ACTIVITY -> Give the entries again, word for word.

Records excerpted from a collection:
···

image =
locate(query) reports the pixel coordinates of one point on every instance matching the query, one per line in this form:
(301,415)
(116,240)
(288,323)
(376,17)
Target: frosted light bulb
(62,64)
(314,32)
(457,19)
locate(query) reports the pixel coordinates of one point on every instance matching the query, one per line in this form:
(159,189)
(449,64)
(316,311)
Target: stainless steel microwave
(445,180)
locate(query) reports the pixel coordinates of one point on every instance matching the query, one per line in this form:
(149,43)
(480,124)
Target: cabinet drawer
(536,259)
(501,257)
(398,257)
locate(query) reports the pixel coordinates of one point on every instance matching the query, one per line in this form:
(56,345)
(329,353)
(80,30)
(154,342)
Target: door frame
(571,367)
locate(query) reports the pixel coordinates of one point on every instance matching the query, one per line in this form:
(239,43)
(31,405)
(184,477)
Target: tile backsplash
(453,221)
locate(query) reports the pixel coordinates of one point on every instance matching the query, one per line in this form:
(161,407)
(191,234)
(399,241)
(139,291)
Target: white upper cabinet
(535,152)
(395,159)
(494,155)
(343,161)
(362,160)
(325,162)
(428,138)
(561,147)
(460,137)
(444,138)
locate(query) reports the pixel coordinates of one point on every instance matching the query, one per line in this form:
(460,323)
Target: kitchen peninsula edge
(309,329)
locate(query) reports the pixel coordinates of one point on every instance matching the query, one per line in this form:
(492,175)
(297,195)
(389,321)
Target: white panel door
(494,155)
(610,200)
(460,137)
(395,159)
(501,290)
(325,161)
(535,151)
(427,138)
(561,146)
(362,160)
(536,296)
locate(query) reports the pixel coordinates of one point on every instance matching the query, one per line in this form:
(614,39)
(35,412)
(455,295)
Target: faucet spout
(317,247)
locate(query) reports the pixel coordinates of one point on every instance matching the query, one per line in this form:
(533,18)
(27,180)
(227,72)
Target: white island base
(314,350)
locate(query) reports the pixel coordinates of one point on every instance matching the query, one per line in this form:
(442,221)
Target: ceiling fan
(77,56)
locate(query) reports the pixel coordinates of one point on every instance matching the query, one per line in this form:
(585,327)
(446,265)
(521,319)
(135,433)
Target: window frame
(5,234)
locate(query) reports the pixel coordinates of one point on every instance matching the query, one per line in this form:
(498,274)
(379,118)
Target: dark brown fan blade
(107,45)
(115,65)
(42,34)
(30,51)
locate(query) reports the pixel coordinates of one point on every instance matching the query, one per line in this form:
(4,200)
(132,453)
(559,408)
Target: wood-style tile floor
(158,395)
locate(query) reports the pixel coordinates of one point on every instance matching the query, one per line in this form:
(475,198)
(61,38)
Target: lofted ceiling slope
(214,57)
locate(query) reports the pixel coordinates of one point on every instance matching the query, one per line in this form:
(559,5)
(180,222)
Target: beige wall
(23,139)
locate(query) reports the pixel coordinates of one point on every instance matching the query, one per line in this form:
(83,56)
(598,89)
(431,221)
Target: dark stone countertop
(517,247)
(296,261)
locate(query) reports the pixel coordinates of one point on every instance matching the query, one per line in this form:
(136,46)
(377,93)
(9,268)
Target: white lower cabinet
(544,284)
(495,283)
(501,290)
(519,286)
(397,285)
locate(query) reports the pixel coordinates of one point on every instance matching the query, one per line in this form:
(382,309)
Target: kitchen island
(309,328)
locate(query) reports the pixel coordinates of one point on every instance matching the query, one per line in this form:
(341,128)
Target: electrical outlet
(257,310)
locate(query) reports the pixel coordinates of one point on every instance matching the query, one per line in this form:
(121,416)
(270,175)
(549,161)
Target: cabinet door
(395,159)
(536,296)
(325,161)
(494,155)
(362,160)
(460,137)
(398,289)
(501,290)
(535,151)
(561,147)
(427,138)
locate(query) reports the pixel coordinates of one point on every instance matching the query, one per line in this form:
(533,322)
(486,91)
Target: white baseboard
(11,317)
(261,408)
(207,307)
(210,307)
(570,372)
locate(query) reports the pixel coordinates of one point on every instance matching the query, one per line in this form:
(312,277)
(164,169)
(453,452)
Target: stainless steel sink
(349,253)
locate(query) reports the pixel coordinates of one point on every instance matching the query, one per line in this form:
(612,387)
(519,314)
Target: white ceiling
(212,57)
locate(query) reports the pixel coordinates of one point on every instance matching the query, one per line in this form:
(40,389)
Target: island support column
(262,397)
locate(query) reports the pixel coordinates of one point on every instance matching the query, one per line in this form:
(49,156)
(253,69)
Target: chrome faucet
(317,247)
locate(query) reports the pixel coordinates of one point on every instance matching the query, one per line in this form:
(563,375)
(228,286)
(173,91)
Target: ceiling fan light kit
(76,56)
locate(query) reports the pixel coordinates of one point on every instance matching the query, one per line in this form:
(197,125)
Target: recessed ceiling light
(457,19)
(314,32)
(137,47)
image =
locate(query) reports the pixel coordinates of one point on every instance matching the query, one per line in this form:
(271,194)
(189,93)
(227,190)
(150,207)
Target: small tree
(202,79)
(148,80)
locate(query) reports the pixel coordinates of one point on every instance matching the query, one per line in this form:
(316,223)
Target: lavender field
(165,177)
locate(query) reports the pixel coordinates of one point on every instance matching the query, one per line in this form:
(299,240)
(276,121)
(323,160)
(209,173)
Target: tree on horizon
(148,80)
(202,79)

···

YOUR SOLUTION ->
image =
locate(query) reports the pixel coordinates of one point on every instance matching the query, one per line in this form:
(301,415)
(116,240)
(288,323)
(376,17)
Target: frosted light bulb
(62,64)
(314,32)
(457,19)
locate(query) reports the pixel coordinates of one point on every instance matching the query, one per line in this form:
(159,189)
(449,64)
(316,311)
Target: stainless steel microwave
(445,180)
locate(query) reports the pixel coordinates of one point on every instance matching the query, one per line in this form:
(149,43)
(480,124)
Target: cabinet drawer
(536,259)
(501,257)
(398,257)
locate(query) reports the pixel coordinates of one point on every instance matching the query, one per line in this form:
(56,345)
(329,353)
(80,30)
(154,342)
Target: door frame
(571,367)
locate(query) reports the pixel coordinates of one point on every instance matching the query, one per line in this form:
(239,43)
(31,405)
(184,477)
Target: tile backsplash
(453,221)
locate(query) reports the pixel coordinates of one point on every instance matching the query, one per line in this form:
(161,407)
(191,234)
(399,241)
(139,291)
Target: white upper cabinet
(535,152)
(395,159)
(494,155)
(343,161)
(362,160)
(325,162)
(428,138)
(561,147)
(460,137)
(444,138)
locate(query) reports the pixel coordinates of one point on every instance matching the query, one per line in this form:
(460,323)
Target: kitchen peninsula edge
(309,329)
locate(query) reports the pixel coordinates of one point on every instance matching the query, one per line in this form:
(492,175)
(297,195)
(389,321)
Target: white panel door
(494,155)
(610,200)
(460,137)
(395,159)
(501,290)
(325,161)
(535,151)
(427,138)
(561,146)
(362,160)
(536,296)
locate(query) reports the pixel coordinates of one point on every instance matching the query, one per line in this form:
(614,39)
(35,412)
(455,295)
Target: faucet spout
(317,247)
locate(query) reports the pixel coordinates of one point on every instance matching the query, one per line in this form:
(533,18)
(27,180)
(227,72)
Target: white island base
(314,350)
locate(query) reports the pixel coordinates of one point on every instance matching the query, one per line in this form:
(442,221)
Target: ceiling fan
(77,56)
locate(query) reports the pixel coordinates of one point on every instance matching the query, one per line in this form:
(585,327)
(446,265)
(521,319)
(135,433)
Target: window frame
(5,234)
locate(query) reports the pixel coordinates of one point on every instance matching the query, one per line in this form:
(498,274)
(379,118)
Target: dark brown fan blade
(107,45)
(115,65)
(42,34)
(30,51)
locate(query) reports the pixel coordinates of one point on every instance matching the query, one per line in this form:
(4,200)
(132,453)
(559,408)
Target: wood-style tile floor
(158,395)
locate(query) reports the pixel coordinates of one point on every instance matching the query, one per line in this form:
(475,198)
(61,38)
Target: lofted ceiling slope
(214,57)
locate(query) reports the pixel coordinates of one point on every instance matching the query, one per line in this form:
(559,5)
(180,222)
Target: beige wall
(23,139)
locate(query) reports the pixel coordinates of one point on every instance matching the query, one per line in this form:
(83,56)
(598,89)
(431,221)
Target: dark stone countertop
(517,247)
(296,261)
locate(query) reports the pixel coordinates of one point on every instance matching the query, one per line in this form:
(136,46)
(377,93)
(9,268)
Target: white lower cabinet
(544,284)
(495,283)
(501,290)
(519,286)
(397,285)
locate(query) reports the pixel coordinates of one point on every instance matching the query, one per line in this form:
(382,309)
Target: kitchen island
(309,328)
locate(query) reports the pixel coordinates of one point on every instance matching the query, one per line in this form:
(341,128)
Target: electrical outlet
(257,310)
locate(query) reports the pixel coordinates of one point on every instance matching the query, one per line in this form:
(121,416)
(270,175)
(549,161)
Target: cabinet door
(395,159)
(536,296)
(325,161)
(494,155)
(362,160)
(460,137)
(398,289)
(501,290)
(535,151)
(561,147)
(427,138)
locate(query) reports the pixel coordinates of one point on every instance matching the query, one per line in this form:
(533,322)
(486,91)
Target: white baseboard
(11,317)
(261,408)
(207,307)
(210,307)
(570,372)
locate(query) reports the pixel coordinates of one point on every instance matching the query, one per line in this form:
(312,277)
(164,169)
(453,452)
Target: stainless steel sink
(349,253)
locate(query) reports the pixel coordinates of one point on every instance matching the query, one per line in this form:
(612,387)
(519,314)
Target: white ceiling
(212,57)
locate(query) reports the pixel coordinates of one point on every instance matching the query, one per line in this form:
(40,389)
Target: island support column
(262,397)
locate(query) reports the pixel coordinates of one point on every instance matching the query, one per line in this form:
(49,156)
(253,69)
Target: chrome faucet
(317,247)
locate(query) reports the pixel coordinates of one point on every instance matching the query, one per line in this form:
(563,375)
(228,286)
(173,91)
Target: ceiling fan light kit
(76,56)
locate(query) reports the pixel coordinates of one point on every instance matching the query, one per line in this form:
(197,125)
Target: recessed ceiling light
(457,19)
(314,32)
(137,47)
image =
locate(query) reports the pixel coordinates of one point on every instance matching the query, one per line in this form:
(271,194)
(189,93)
(227,190)
(150,207)
Target: small tree
(202,79)
(148,80)
locate(query) reports the pixel coordinates of one point on every instance matching the query, one per line in this form:
(316,223)
Target: lavender field
(165,177)
locate(query) reports the pixel coordinates of one point on every instance matching the query, one per line in this form:
(299,240)
(276,121)
(323,160)
(209,173)
Target: tree on horizon
(148,80)
(202,79)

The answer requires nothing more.